*** 本文 ***

「悪の親玉にさらわれた姫共々、世界を救ってくれ!」
プレイヤーに『箱庭世界の奉仕者たれ』とするありきたりなファンタジー物語。
少しだけ見方を変えると一人の若者が様々な困難を乗り越えて成長し、シリーズを下る毎に頼れる仲間(一部を除く)や、強力な武器や呪文を得、最終的に伴侶とともに自分の居場所を見つけて巣立っていく『自己実現』の物語。
『ドラゴンクエスト』とは世の中が立ち止まることなく前へ前へと転がっていきさえすればよかったあの時代の価値観の典型のような『物語』であり『遊び』だったと思います。
テキストにあまり頼ることなく物語をプレイヤーに想像させつつ、シビアな数値のやり取りで魅せられる冒険に胸躍らせた思い出を持つ方も多いはずです。

***

● **課題 A**
レコードの先頭から「[0,0,866,791]」を含む行までを、両端の行も含めて一字一句そのまま書き写してください。画像は解答から除いてください。
本文とレコードは互いに無関係です。

*** 元データ ***

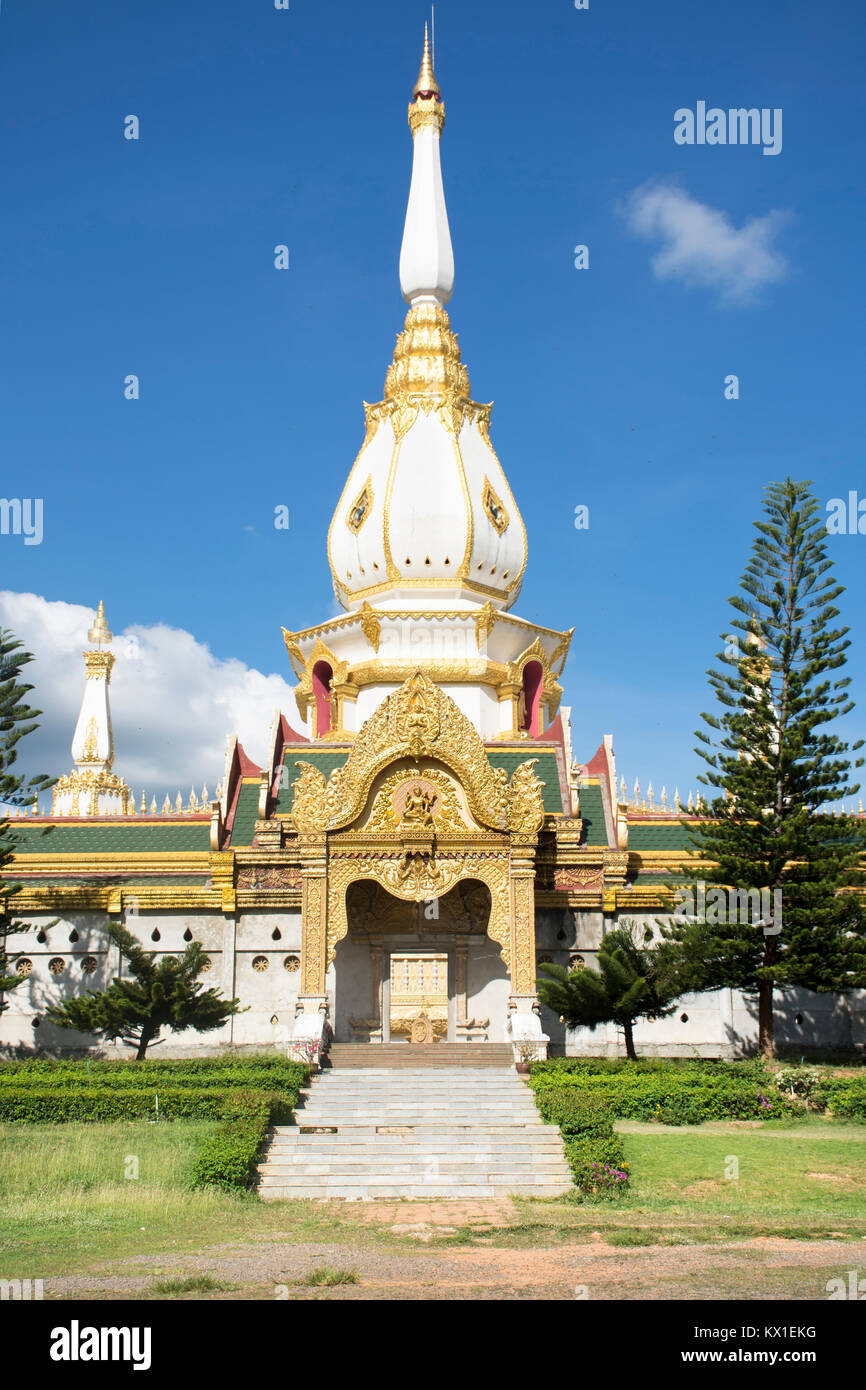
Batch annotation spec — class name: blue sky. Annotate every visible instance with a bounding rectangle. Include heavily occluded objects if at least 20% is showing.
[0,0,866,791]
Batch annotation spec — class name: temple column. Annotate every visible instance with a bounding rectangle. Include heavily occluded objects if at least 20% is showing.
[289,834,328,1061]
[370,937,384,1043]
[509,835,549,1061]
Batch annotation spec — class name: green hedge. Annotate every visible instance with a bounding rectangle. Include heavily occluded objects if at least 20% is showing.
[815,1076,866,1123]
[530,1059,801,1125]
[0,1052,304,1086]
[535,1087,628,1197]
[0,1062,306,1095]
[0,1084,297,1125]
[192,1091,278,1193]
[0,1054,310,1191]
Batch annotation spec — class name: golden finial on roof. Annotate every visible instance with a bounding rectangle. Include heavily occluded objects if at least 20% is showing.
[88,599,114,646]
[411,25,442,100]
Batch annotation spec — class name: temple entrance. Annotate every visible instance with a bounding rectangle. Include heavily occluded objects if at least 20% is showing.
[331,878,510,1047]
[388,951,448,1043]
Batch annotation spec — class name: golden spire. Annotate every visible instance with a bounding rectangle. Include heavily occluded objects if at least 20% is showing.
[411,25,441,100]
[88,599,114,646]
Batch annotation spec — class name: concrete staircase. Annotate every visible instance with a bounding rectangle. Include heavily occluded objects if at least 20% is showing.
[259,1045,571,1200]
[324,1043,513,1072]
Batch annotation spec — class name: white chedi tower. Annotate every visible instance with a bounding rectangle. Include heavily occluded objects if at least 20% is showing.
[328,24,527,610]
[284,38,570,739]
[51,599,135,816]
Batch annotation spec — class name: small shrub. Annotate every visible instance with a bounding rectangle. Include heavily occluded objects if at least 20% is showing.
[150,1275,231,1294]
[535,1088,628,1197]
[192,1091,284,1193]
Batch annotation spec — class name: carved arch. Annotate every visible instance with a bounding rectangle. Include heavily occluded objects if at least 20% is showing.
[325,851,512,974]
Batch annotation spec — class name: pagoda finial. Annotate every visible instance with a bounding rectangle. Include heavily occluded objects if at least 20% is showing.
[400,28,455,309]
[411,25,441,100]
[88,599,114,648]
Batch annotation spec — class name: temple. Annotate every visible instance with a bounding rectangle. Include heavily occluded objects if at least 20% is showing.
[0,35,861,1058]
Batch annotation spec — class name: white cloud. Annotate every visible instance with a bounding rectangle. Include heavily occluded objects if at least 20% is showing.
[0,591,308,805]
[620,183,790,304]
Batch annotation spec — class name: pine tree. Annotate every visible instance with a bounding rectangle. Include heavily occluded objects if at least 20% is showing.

***

● **課題 B**
ドラゴンクエストを論じた本文によると、『ドラゴンクエスト』はどのような時代の価値観の典型だったとされていますか。

● **解答 A**
Batch annotation spec — class name: blue sky. Annotate every visible instance with a bounding rectangle. Include heavily occluded objects if at least 20% is showing.
[0,0,866,791]

● **解答 B**
世の中が立ち止まることなく前へ前へと転がっていきさえすればよかった時代の価値観です。